--- WORK TO DO ---
Copy every one of the rows below word for word, changing nothing.

--- INPUT RECORDS ---
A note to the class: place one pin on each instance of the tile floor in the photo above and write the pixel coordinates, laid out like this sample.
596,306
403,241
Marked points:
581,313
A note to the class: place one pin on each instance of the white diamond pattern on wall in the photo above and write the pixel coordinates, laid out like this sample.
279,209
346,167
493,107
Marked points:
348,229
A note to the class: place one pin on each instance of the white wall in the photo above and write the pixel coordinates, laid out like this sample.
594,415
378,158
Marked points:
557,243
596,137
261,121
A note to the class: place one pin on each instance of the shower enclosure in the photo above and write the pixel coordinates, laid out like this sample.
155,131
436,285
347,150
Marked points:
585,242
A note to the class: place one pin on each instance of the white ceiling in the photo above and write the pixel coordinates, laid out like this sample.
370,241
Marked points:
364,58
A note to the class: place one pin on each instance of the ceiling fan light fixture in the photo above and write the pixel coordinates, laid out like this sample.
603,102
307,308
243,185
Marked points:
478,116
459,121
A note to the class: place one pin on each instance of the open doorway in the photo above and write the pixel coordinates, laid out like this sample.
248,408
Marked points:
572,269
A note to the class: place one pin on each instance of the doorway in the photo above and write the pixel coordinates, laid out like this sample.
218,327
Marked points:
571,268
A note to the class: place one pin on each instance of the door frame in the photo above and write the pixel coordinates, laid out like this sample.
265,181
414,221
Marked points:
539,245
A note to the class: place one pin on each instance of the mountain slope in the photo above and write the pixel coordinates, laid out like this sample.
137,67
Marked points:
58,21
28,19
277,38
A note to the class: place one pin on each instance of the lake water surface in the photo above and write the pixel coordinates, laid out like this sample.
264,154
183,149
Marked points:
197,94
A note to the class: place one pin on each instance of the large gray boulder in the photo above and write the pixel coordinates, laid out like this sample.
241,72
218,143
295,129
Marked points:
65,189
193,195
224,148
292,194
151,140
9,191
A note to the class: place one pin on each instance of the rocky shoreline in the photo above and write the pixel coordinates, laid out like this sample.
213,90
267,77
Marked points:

--- WORKED SOLUTION ---
A note to the class: place one pin on each instance of the tile floor in the photo above and write the pixel coordinates, laid out like this sample.
596,306
403,241
Marked points:
581,313
A note to the class: place one pin on each instance of the white diamond pattern on wall in the photo above and write the pixel coordinates, laid out like this sample.
279,209
346,167
493,107
Marked points:
348,229
A note to the class: place one pin on each instance of the white wall in the photo above and write the pixel coordinates, laid out like this sample.
594,415
378,158
Marked points:
557,243
596,137
261,121
A note to the class: place one pin on each instance of the shower enclosure in the photo above and write the pixel coordinates, laid out like this sample.
155,131
436,285
347,150
Marked points:
585,242
A note to the class: place one pin on each instance of the white ceiling in the photo above and write the pixel coordinates, laid out like this sample.
370,241
Marked points:
364,58
A note to the class: place one pin on each instance of the ceiling fan light fixture in the photo above and write the pixel coordinates, laid out like this sample.
603,102
307,308
243,185
Marked points:
478,116
459,121
A note to the class: place one pin on each instance of the open doorway in the photo above and write the pixel coordinates, laid out like this sample.
248,408
Marked points:
572,269
A note to the class: place one pin on each instance of the doorway in the photo above and write the pixel coordinates, laid out like this sample.
218,327
Marked points:
571,268
A note to the class: place one pin on each instance of the door frame in the photo above and write the pixel coordinates, laid out like this sample.
265,181
414,221
Marked points:
539,245
A note to the class: place one pin on each instance of the mountain slope in the photo above and write the pixel coordinates, laid out like this sample.
137,67
Marked points:
58,21
28,19
277,38
A note to the class: place one pin on each instance of the lake water surface in the photo above and write the pixel coordinates, laid out like this sample.
264,154
183,149
Marked points:
197,94
A note to the class: place one pin on each instance of the large gray boulder in the photo above and write the pixel coordinates, laid out like this sample.
241,72
218,143
295,129
Marked points:
65,189
193,195
224,148
292,194
151,140
9,191
A note to the class: place one pin on each instance of the rocky shoreline in the photo above and write the pixel coordinates, laid out like this sample.
213,90
267,77
Marked points:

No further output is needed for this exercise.